* THE PROBLEM: Copy the lines of the records below word for word, starting at the line that contains "plant in the photo above." and ending at the last line of the records.

* DATA SHOWN:
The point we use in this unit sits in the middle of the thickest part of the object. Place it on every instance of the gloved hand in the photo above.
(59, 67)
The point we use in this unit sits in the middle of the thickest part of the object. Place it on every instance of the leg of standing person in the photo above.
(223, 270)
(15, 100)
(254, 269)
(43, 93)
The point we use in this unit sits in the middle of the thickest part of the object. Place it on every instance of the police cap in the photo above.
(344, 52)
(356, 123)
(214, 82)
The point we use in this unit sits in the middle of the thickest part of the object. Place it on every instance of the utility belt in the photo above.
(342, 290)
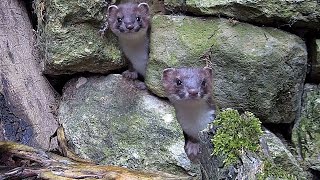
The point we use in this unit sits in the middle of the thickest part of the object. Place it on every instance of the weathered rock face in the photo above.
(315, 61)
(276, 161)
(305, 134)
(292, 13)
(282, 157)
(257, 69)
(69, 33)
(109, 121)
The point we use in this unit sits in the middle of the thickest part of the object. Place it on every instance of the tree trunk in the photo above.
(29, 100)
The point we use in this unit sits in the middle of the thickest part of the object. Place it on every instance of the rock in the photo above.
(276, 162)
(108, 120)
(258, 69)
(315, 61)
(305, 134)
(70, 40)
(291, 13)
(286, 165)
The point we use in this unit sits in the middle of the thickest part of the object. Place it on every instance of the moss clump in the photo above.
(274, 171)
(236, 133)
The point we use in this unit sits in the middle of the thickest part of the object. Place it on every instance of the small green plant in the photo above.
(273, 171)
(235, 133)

* COMPLETE OUTPUT:
The point we use in this unit sits in the middle of the thickest part of the object. Place it on every instance of the small green plant in the photo above.
(273, 171)
(235, 133)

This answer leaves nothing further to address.